The Train to The Clouds (Video)

The Train to the clouds

The Train to the clouds or “Tren a Las Nubes” as it is known in Spanish is one of the highest railways in the world. It is a testement of the Argentina of days gone past when the country was more open to outside help. The rail way was designed by the Engineer Maury and the parts and materials came from England and France.

The train now only runs a short distance between the town of San antonio de los Cobres and its iconic bridge the Pollvorillo.

We offer tours up to the station from which the train leaves as well as a number of different tours that can be combined with the train ride.

“The possibility of a railway in the area began to be explored as early as 1889, and numerous studies were carried out up until 1916 analysing the feasibility of the line given the steep gradients and harsh terrain. Construction of the railway officially started in 1921, with the intention of connecting the North of Argentina with Chile across the Andes. The La Polvorilla viaduct, the highest of the line, was finished on 7 November 1932.

EXERCISE TASKS ->
#1 In the page on the Train to the Clouds, why did the studies between 1889 and 1916 need to examine whether the line was feasible? Answer in one to three sentences.
#2 Answer these questions from the page on the Train to the Clouds:
(a) Who designed the railway?
(b) Which countries supplied the parts and materials?
(c) On what date was the La Polvorilla viaduct finished?
#3 Carry on the page about the Train to the Clouds from its last sentence.

RAW RECORDS ->
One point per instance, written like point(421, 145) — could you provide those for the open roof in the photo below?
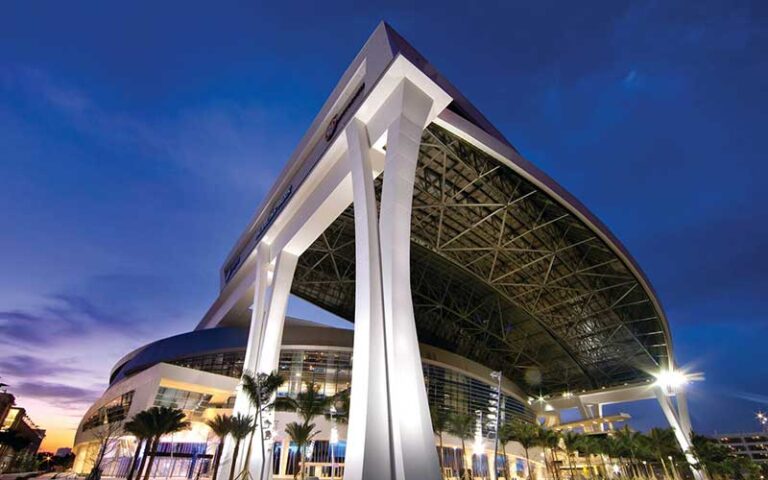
point(508, 269)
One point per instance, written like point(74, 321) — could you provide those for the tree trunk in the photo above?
point(134, 461)
point(152, 453)
point(439, 457)
point(217, 459)
point(234, 459)
point(605, 467)
point(147, 444)
point(464, 474)
point(588, 456)
point(554, 463)
point(528, 464)
point(506, 463)
point(664, 468)
point(570, 463)
point(301, 467)
point(246, 473)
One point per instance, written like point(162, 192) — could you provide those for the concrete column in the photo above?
point(682, 433)
point(255, 334)
point(271, 342)
point(369, 447)
point(412, 436)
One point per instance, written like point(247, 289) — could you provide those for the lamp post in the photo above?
point(762, 418)
point(334, 440)
point(496, 376)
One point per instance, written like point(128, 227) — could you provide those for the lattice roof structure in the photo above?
point(507, 275)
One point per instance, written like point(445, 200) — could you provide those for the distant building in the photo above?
point(753, 445)
point(17, 420)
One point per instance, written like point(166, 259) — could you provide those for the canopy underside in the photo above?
point(505, 275)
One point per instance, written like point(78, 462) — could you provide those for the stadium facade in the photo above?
point(404, 211)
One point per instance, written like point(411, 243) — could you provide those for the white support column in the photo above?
point(271, 342)
point(255, 334)
point(369, 447)
point(682, 433)
point(415, 456)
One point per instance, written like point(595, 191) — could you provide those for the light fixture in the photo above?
point(672, 379)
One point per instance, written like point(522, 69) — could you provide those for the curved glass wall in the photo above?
point(331, 370)
point(229, 364)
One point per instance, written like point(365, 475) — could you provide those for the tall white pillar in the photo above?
point(681, 427)
point(413, 441)
point(270, 345)
point(369, 447)
point(255, 335)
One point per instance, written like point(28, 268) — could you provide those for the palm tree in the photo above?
point(571, 443)
point(241, 427)
point(663, 444)
point(506, 435)
point(439, 426)
point(550, 439)
point(340, 402)
point(221, 426)
point(631, 441)
point(463, 426)
point(308, 404)
point(140, 426)
point(260, 390)
point(301, 434)
point(163, 421)
point(587, 446)
point(527, 435)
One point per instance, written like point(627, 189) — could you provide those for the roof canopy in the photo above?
point(506, 275)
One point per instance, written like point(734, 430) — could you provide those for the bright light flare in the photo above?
point(671, 380)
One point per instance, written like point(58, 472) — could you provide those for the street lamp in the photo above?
point(670, 379)
point(334, 440)
point(762, 417)
point(497, 376)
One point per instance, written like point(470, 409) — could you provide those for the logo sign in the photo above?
point(277, 207)
point(330, 130)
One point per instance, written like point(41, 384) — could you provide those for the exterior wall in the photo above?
point(146, 384)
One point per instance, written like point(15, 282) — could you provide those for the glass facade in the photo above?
point(190, 402)
point(330, 370)
point(113, 411)
point(229, 364)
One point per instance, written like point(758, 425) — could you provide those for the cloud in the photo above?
point(28, 366)
point(54, 393)
point(61, 317)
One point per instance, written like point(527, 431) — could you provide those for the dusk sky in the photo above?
point(138, 138)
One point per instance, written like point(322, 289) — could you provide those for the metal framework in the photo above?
point(505, 275)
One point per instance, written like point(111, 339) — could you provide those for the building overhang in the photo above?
point(508, 268)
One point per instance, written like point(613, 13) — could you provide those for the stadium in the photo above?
point(406, 213)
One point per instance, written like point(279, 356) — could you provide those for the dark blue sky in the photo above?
point(137, 138)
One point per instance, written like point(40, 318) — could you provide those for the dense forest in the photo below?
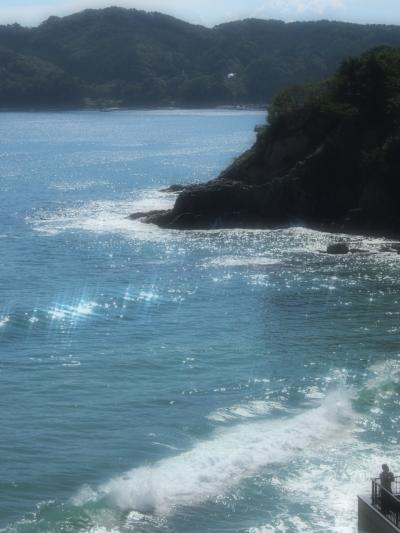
point(120, 57)
point(329, 158)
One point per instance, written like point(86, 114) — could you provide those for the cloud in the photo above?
point(293, 8)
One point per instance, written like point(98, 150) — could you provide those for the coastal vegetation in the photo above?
point(120, 57)
point(329, 158)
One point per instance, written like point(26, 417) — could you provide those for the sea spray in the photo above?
point(214, 466)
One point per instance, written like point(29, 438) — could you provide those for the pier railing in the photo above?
point(386, 502)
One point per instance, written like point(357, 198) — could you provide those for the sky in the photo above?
point(211, 12)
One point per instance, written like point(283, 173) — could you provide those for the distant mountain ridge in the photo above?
point(117, 56)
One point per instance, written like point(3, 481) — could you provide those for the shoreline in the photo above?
point(114, 109)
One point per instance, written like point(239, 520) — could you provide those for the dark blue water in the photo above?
point(162, 381)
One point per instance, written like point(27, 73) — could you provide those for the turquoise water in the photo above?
point(161, 381)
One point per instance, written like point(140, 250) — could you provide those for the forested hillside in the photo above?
point(116, 56)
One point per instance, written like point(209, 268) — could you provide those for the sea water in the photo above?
point(169, 381)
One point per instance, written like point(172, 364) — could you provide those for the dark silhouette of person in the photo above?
point(386, 478)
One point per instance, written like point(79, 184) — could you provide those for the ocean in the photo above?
point(169, 381)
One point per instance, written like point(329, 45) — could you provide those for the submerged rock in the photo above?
point(143, 214)
point(338, 248)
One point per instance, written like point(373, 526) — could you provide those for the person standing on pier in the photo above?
point(386, 478)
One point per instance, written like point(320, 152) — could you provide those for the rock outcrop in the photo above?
point(329, 160)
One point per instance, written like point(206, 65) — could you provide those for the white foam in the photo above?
point(238, 261)
point(72, 312)
point(106, 216)
point(251, 409)
point(214, 466)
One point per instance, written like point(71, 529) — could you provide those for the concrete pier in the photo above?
point(370, 520)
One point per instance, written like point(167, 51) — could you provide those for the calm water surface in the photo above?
point(161, 381)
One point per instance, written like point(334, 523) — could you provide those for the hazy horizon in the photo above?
point(208, 13)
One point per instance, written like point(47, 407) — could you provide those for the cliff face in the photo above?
point(329, 158)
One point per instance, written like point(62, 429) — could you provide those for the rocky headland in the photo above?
point(329, 158)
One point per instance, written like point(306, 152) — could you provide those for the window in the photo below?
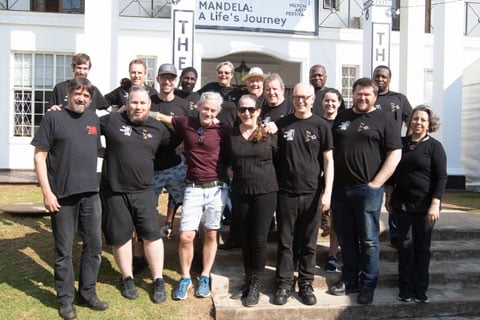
point(35, 75)
point(331, 4)
point(145, 8)
point(349, 75)
point(151, 63)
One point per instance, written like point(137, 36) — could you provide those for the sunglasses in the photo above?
point(244, 109)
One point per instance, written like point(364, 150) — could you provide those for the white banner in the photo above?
point(283, 16)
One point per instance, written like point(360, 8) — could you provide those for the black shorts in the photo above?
point(122, 212)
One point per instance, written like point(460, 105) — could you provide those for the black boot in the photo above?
point(253, 292)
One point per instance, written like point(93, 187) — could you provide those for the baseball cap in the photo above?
point(167, 68)
point(254, 72)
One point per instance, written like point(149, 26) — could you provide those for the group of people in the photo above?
point(297, 160)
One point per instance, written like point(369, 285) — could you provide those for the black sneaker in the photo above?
point(128, 288)
point(281, 296)
point(421, 298)
point(306, 294)
point(67, 311)
point(159, 290)
point(94, 303)
point(365, 296)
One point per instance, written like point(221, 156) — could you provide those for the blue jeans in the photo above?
point(82, 212)
point(356, 213)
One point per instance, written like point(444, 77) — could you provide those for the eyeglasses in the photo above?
point(298, 98)
point(245, 109)
point(201, 136)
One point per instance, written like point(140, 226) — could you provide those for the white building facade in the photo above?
point(38, 38)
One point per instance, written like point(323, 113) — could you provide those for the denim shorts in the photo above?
point(206, 203)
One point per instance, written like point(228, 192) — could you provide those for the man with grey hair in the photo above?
point(204, 139)
point(66, 148)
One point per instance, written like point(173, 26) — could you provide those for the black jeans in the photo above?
point(82, 212)
point(296, 211)
point(414, 239)
point(254, 213)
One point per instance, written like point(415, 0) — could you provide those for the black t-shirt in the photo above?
point(361, 145)
point(269, 114)
point(119, 96)
point(301, 143)
point(252, 164)
point(191, 98)
point(60, 96)
point(395, 103)
point(72, 141)
point(421, 174)
point(166, 156)
point(128, 162)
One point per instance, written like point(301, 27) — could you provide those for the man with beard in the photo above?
point(128, 198)
point(137, 69)
point(318, 79)
point(66, 148)
point(81, 65)
point(188, 80)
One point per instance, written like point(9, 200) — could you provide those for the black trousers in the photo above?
point(414, 239)
point(254, 214)
point(296, 211)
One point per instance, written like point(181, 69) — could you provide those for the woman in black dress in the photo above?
point(420, 181)
point(254, 191)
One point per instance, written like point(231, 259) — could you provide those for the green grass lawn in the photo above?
point(26, 273)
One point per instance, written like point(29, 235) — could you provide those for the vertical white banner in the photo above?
point(183, 30)
point(377, 24)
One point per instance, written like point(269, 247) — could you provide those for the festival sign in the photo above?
point(280, 16)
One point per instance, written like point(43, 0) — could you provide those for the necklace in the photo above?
point(411, 145)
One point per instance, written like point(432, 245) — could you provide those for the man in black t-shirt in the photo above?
point(318, 79)
point(367, 150)
point(137, 69)
point(275, 105)
point(396, 104)
point(128, 199)
point(304, 144)
point(81, 65)
point(66, 148)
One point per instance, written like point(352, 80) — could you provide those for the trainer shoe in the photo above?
point(67, 311)
point(128, 288)
point(332, 264)
point(421, 298)
point(159, 290)
point(181, 292)
point(203, 287)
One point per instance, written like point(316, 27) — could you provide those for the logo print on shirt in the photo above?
point(362, 127)
point(92, 130)
point(289, 135)
point(127, 130)
point(309, 136)
point(344, 125)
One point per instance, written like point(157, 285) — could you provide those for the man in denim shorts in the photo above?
point(206, 193)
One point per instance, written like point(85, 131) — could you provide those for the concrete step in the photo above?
point(445, 301)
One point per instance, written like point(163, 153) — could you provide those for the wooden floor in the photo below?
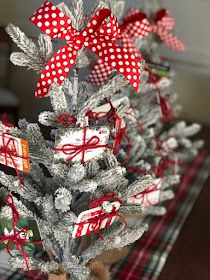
point(190, 256)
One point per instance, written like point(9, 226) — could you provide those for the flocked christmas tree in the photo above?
point(108, 156)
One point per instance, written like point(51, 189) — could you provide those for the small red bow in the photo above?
point(74, 150)
point(137, 25)
point(18, 237)
point(144, 195)
point(163, 24)
point(99, 36)
point(11, 154)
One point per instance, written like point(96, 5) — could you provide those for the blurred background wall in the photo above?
point(192, 81)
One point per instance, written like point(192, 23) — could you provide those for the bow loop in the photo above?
point(99, 36)
point(136, 24)
point(164, 18)
point(103, 26)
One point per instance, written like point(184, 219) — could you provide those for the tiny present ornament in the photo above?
point(14, 152)
point(81, 144)
point(27, 230)
point(99, 217)
point(17, 234)
point(150, 196)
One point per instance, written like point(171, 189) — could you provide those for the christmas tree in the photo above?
point(108, 157)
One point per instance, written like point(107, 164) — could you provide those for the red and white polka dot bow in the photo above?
point(135, 25)
point(99, 36)
point(163, 23)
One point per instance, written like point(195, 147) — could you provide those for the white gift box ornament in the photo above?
point(150, 196)
point(81, 144)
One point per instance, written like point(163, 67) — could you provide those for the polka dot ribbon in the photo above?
point(99, 36)
point(163, 24)
point(136, 25)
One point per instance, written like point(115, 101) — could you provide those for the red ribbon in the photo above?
point(74, 150)
point(131, 114)
point(114, 119)
point(163, 101)
point(5, 121)
point(133, 26)
point(11, 154)
point(96, 221)
point(163, 24)
point(67, 119)
point(137, 25)
point(16, 237)
point(99, 36)
point(144, 194)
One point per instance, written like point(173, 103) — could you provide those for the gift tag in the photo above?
point(14, 152)
point(81, 144)
point(84, 224)
point(150, 196)
point(31, 235)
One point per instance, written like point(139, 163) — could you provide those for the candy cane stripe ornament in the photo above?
point(99, 36)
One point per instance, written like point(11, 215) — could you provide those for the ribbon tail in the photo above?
point(172, 41)
point(120, 59)
point(100, 73)
point(129, 44)
point(56, 70)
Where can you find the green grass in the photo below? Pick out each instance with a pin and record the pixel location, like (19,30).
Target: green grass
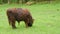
(47,19)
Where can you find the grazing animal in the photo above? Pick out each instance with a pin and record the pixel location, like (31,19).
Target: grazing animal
(19,14)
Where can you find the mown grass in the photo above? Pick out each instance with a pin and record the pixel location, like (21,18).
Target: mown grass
(47,19)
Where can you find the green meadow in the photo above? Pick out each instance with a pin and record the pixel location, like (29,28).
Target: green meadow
(46,19)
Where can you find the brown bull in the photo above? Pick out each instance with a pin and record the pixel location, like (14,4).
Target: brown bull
(19,14)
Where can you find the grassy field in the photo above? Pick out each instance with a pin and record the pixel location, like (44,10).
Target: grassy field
(47,19)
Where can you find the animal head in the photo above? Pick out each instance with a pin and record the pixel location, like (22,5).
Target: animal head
(30,22)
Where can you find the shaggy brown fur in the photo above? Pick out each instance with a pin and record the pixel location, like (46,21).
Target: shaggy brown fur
(19,14)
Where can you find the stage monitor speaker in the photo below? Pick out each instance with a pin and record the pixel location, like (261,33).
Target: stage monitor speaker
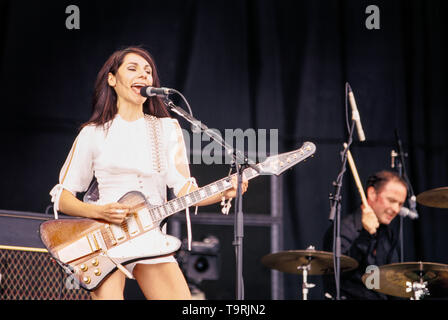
(31,274)
(27,271)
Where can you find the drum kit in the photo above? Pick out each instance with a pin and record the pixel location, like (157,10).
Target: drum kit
(412,280)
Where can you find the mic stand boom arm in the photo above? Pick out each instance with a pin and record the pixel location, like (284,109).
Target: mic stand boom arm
(236,156)
(335,213)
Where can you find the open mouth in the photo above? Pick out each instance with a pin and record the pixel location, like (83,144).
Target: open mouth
(137,87)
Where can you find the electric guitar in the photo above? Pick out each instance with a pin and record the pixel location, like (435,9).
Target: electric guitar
(90,250)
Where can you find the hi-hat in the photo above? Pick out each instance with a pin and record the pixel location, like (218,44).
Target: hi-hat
(320,262)
(434,198)
(396,279)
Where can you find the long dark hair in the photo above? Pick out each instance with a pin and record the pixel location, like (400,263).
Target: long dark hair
(104,101)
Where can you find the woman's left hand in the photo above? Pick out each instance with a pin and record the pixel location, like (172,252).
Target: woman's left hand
(231,193)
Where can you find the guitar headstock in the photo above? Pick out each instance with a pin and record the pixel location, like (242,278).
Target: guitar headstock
(279,163)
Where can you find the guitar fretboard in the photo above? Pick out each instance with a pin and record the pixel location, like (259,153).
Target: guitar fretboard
(171,207)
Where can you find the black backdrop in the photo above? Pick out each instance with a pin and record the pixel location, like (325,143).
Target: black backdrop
(242,64)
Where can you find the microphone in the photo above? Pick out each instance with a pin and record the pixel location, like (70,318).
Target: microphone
(406,212)
(393,155)
(355,114)
(152,91)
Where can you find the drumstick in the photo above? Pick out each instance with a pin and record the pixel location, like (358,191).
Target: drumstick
(356,176)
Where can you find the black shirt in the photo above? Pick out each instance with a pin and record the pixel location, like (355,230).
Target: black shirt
(378,249)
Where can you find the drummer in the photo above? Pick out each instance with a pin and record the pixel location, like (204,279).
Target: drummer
(369,235)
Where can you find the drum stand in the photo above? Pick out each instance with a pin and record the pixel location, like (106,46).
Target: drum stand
(305,284)
(418,288)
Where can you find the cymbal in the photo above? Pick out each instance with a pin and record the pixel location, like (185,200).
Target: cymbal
(393,278)
(434,198)
(321,262)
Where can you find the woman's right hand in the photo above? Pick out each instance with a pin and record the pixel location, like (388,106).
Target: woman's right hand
(113,212)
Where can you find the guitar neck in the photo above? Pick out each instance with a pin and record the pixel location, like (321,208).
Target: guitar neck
(181,203)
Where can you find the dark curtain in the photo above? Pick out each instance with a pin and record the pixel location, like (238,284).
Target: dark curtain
(243,64)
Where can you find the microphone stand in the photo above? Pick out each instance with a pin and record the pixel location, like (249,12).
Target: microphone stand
(335,213)
(239,217)
(402,172)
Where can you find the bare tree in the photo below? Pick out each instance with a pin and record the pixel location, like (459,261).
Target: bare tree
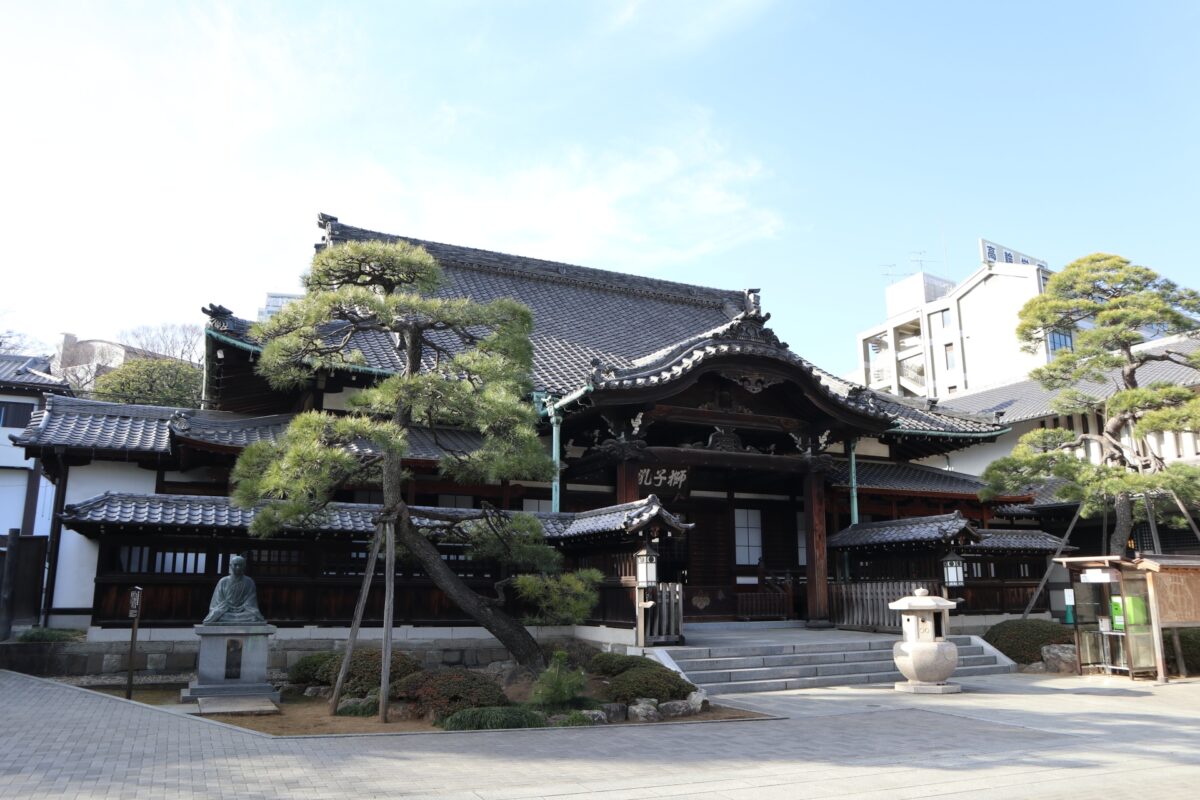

FINAL ANSWERS ->
#1 The studies had to examine the line's feasibility because of the steep gradients and harsh terrain in the area.

#2
(a) The engineer Maury designed it.
(b) England and France supplied them.
(c) It was finished on 7 November 1932.

#3
The route was designed by American engineer Richard Maury,(who later died in Salta) and after whom one of the stations has been named. The complete railway was inaugurated on 20 February 1948, following numerous delays and complications and a 2-year period where work was paralyzed.

“The line got its name in the early 1960s after students filmed a trip on the Salta-Antofagasta railway from inside the train carriages, often showing the vapor from the then-steam locomotive which – together with the cold mountain air – formed large vapour plumes. The footage was later offered to the Clarín newspaper to make a documentary, which was subsequently called Tren a las Nubes (Train to the Clouds) because of the vapour clouds in the film. Ferrocarriles Argentinos (FA) later adopted the name to make it more appealing to tourists.It was not until 1972 began being officially used by tourists as a heritage railway.”

Quote taken from wikipedia.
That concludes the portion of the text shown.